→ **TASK PROMPT**: Could you repeat all of the entries word for word, minus any pictures?

→ **MATERIAL SHOWN**:
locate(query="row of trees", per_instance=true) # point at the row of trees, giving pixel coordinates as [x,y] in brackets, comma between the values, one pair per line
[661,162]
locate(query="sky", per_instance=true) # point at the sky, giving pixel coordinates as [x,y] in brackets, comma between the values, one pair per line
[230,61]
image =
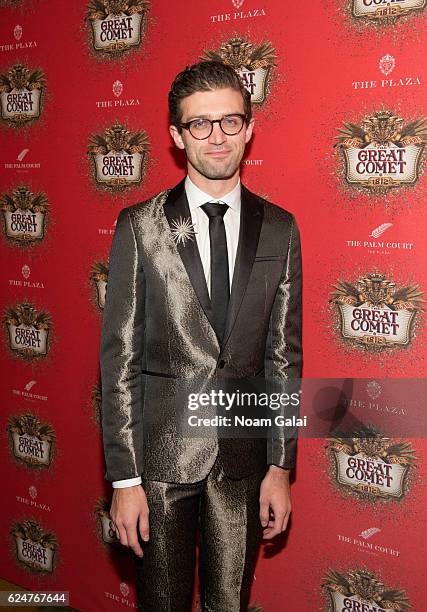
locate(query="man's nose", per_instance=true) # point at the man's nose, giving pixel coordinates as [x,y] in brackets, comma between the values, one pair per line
[217,136]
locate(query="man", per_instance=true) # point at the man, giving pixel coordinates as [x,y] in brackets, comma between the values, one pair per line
[205,282]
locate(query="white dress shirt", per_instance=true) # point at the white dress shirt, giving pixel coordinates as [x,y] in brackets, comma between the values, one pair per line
[196,198]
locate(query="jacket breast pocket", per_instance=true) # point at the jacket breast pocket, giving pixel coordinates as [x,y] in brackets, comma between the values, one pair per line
[269,258]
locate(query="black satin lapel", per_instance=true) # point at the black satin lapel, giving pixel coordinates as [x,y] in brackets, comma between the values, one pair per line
[176,206]
[251,216]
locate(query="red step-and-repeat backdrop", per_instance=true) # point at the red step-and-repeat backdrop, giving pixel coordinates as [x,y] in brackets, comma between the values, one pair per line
[338,88]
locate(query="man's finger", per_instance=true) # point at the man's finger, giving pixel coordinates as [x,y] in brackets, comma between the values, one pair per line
[264,513]
[285,521]
[121,534]
[144,528]
[278,522]
[133,542]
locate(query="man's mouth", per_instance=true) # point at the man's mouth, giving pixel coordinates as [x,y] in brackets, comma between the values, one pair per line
[218,153]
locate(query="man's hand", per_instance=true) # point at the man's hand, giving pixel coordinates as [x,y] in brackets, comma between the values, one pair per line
[274,501]
[129,512]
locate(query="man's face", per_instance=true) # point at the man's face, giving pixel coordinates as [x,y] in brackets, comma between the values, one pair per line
[218,156]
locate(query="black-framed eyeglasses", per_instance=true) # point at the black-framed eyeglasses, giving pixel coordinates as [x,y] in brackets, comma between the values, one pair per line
[203,128]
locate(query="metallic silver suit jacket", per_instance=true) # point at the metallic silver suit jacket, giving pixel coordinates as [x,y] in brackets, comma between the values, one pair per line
[157,330]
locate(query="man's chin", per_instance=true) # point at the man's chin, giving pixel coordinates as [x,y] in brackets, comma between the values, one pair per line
[218,174]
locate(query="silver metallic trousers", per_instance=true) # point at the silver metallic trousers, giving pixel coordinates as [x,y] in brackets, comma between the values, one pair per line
[221,516]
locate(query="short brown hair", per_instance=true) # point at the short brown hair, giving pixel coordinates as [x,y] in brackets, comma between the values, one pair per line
[205,76]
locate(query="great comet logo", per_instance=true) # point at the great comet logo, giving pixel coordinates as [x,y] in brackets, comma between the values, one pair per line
[375,314]
[117,25]
[21,94]
[387,11]
[370,466]
[361,589]
[35,548]
[119,157]
[24,216]
[32,442]
[382,152]
[28,331]
[253,64]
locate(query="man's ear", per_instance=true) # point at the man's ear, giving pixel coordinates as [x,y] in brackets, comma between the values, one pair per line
[249,130]
[177,138]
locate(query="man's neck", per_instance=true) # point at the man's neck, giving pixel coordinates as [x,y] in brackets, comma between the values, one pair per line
[213,187]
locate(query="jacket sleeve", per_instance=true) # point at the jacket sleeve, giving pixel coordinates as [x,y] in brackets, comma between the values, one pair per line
[283,358]
[121,350]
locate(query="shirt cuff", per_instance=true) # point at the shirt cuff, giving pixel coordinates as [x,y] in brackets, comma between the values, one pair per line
[128,482]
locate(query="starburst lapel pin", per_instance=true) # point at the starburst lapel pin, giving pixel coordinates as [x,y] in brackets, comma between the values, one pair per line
[182,230]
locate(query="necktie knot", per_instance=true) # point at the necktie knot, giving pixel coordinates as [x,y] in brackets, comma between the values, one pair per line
[215,209]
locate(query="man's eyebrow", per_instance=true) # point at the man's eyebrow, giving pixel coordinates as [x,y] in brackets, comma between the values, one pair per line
[210,116]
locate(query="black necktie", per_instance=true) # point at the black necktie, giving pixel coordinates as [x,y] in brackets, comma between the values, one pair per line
[220,282]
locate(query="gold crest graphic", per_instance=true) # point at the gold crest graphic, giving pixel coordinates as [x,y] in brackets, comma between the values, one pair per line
[117,25]
[119,157]
[253,64]
[383,152]
[98,279]
[35,548]
[21,95]
[385,12]
[31,441]
[370,466]
[374,314]
[356,587]
[106,533]
[28,331]
[24,216]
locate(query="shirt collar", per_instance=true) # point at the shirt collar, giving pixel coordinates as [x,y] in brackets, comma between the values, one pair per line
[196,197]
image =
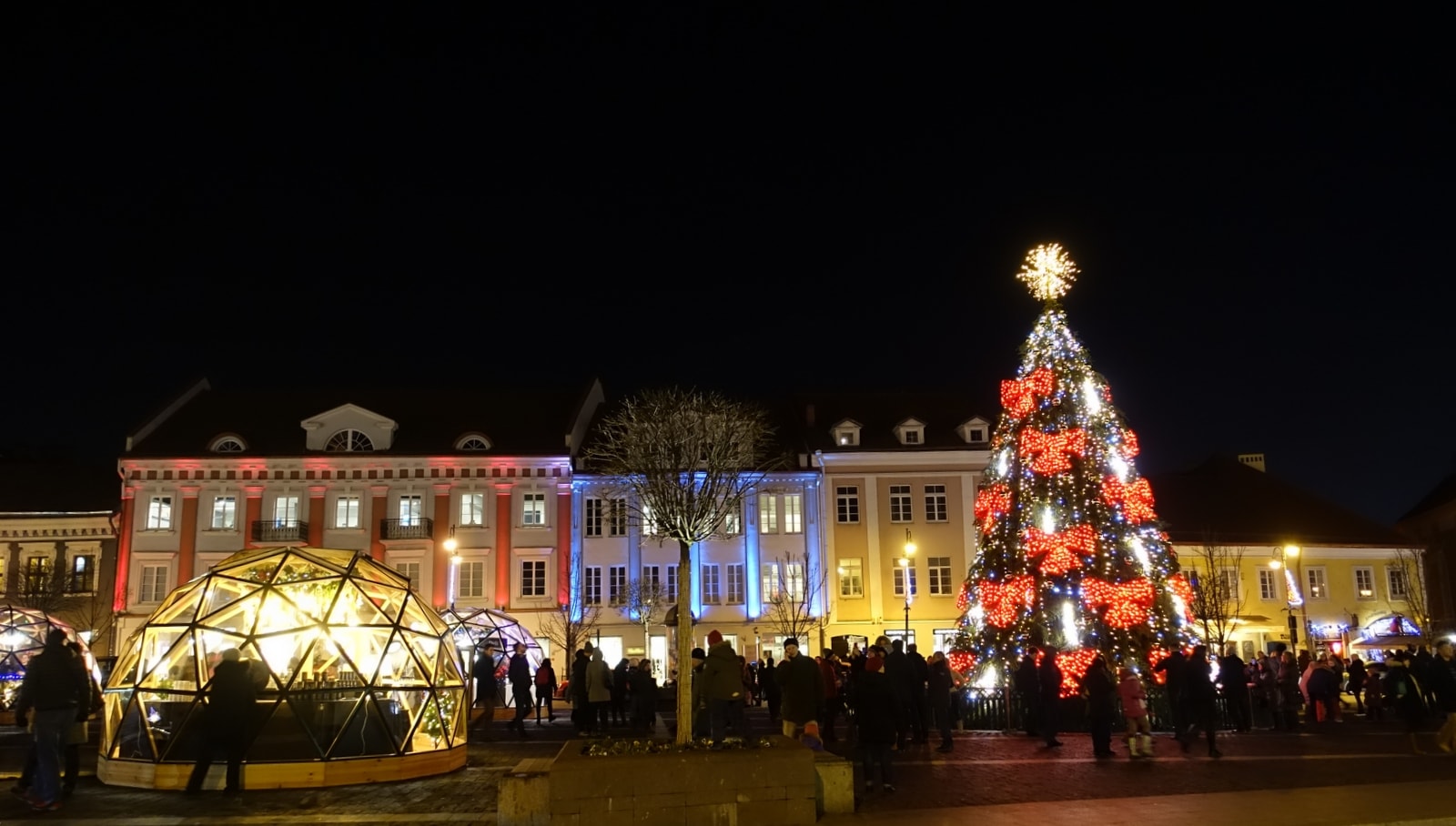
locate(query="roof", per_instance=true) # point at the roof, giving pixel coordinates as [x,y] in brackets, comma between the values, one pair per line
[430,419]
[1443,493]
[1228,502]
[57,486]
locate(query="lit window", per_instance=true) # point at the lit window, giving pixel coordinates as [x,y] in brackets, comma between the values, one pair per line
[225,514]
[349,442]
[347,512]
[472,509]
[533,509]
[900,503]
[851,578]
[159,514]
[935,503]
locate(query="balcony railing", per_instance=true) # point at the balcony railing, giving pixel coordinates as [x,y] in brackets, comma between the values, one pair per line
[419,529]
[280,531]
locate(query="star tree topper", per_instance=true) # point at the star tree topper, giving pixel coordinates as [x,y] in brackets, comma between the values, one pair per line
[1048,272]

→ **REPLY**:
locate(query="row of trees", per_instance=true) # point at the row of trees, giving pixel coordinates as [x,y] in brackets, comma between the values, one pair per line
[661,162]
locate(query="sky", per_instance=true) # point at the sky, giving pixel coordinates as [x,y] in brackets, comma between the values, one pair per line
[230,61]
image =
locate(query="man's nose", per_instance=true) # point at the man's nose, giving pixel coordinates as [x,y] in brackets, comma between the values, one pair per line
[217,136]
locate(query="man", per_instance=true) # point at the man, giving pixel coordinates as [x,y] in brackets, comma between the values, one pair per line
[205,282]
locate(query="white dress shirt", per_instance=true) # point at the white dress shirt, giving pixel coordinates as [x,y] in brackets, comma between the values, one pair per line
[196,198]
locate(query="jacket breast pocket", per_instance=true) # point at the jacket breast pocket, giving pixel coordinates as [x,y] in brackets, comma between the values, one pair per line
[269,258]
locate(query="black satin lapel", per_instance=true) # point at the black satin lapel, giving pixel coordinates as [x,y] in brackets, comma between the values, one pair per line
[176,206]
[251,216]
locate(query="red step-and-repeat backdrop", per_instance=true) # point at the red step-and-repeat backdrop, giving pixel coordinates as [x,y] in brackets, comma between the values, one pair per line
[338,88]
locate(query="man's finger", per_instance=true) # point at the man's finger, giving pixel coordinates as [x,y] in brackets, comma between the values, one pair per line
[264,513]
[285,521]
[121,534]
[144,528]
[278,522]
[133,542]
locate(query="man's mouth", per_instance=true) # point at the man's mouth, giving pixel coordinates as [x,y] in brackets, comma between the values, one pair per line
[218,153]
locate(query="man's hand", per_instance=true) # point at the man's hand, giving pixel coordinates as [x,y] in brackets, comma between the values, one pair per line
[274,501]
[129,512]
locate(query="man's face", per_instance=true) # point at the man's face, giving pixel coordinates as [x,y] in brackets, comma between the values, one pair per line
[218,156]
locate(query="black-framed eyeglasses", per_instance=true) # point at the black-framed eyeglasses, giving pixel coordinates as [x,y] in brackets, comma between the values, one pair per line
[203,128]
locate(query="metallic silver suit jacket", per_instance=true) # point at the metallic silver suit jacket, giving pixel coordinates as [x,y] in brackets, comma between the values, one pair per line
[157,330]
locate(query="man's chin", per_instance=true) # point at the man's chin, giving pixel coordinates as [x,y] in brackets, comma between the values, one pair per line
[218,174]
locate(query="silver metallic trousers", per_instance=true) # point at the silver metallic trousers, giving pixel coordinates as [x,y] in brackets, comma between the values, one pair per line
[221,516]
locate(query="short brown hair", per_instance=true) # point at the short brown hair, giving pixel coordinates as [x,y] in brackets, comma between the values, one pair per line
[205,76]
locate(query="great comet logo", per_instance=true) # point at the great comet logo, giving pixel coordinates as [x,y] in brackets, comma between the values, one pair per line
[375,314]
[117,25]
[21,94]
[387,11]
[370,466]
[361,589]
[35,548]
[119,157]
[24,216]
[32,442]
[382,152]
[28,331]
[253,64]
locate(query="man's ear", per_instance=true) # point at the man's ear, giving pixel coordinates as [x,y] in brackets, comma between the values, one pair per line
[249,130]
[177,138]
locate(query="man's neck", per_instance=true) # point at the man's neck, giving pixel coordinates as [x,y] in brackets, comma between the values, one pair per line
[213,187]
locate(query="jacket sleeve", per_instance=true) # point at the jacket sleeve, giving pixel coordinates as [x,y] in brackets, comma between the values, one pair per line
[283,358]
[121,350]
locate(query="shirt cuff", per_instance=true) # point at the shirt cuff, giving pixel coordinates as [x,y] in brackets, comma between the values, one pair per line
[128,482]
locate(query="starburst lapel pin", per_instance=true) # point at the starburst lapel pin, giving pixel coordinates as [x,y] in brackets, comma between the values, one pair per line
[182,230]
locate(query="necktie knot", per_instance=true) # point at the necktie knot, giving pixel coordinates as [x,y] in brackets, comma between the values, one pair per line
[215,209]
locate(query="man's eyebrow", per_instance=true) # point at the man's eyebrow, giving pixel coordinates as [x,y] in brackets, comma between the values, one pair per line
[210,116]
locate(query="black necktie", per_instance=true) # point at the black necktie, giving pixel coordinates as [x,y] in brackets, comma between the values, one pair per line
[220,282]
locate(query="gold crest graphic", per_instance=true) # point at the gold crest graphic, giving pixel coordinates as [x,y] in brackets, comma between the values, one pair per line
[117,25]
[119,157]
[253,64]
[383,152]
[98,279]
[35,548]
[21,95]
[385,12]
[31,441]
[370,466]
[374,314]
[356,587]
[106,533]
[28,331]
[24,216]
locate(query="shirt collar", per_instance=true) # point at the shirt collar, giving pixel coordinates as [x,y] in brackets, comma between the values, one pair per line
[196,197]
image =
locate(query="roof", per_instance=true) # point at the roof, giving pixel coordinates as [x,y] in brackets, comma between the values, one pair per line
[430,419]
[1443,493]
[1228,502]
[57,486]
locate(query="lit window", per_instance=true) # point at the lit window, giving pixel coordinates as [x,y] in brackets, comma between the values, one pair per line
[225,514]
[349,442]
[347,512]
[472,509]
[533,509]
[900,503]
[851,578]
[159,514]
[935,503]
locate(query="balcony railing", per_instance=true) # point at the balcony railing, giving pixel coordinates as [x,y] in brackets, comma between the values, one pair per line
[419,529]
[280,531]
locate(query="star tree topper", per_instance=true) # point at the star tree topper, giving pixel coordinates as [x,y] in brackets, comma between the values, one pair per line
[1048,272]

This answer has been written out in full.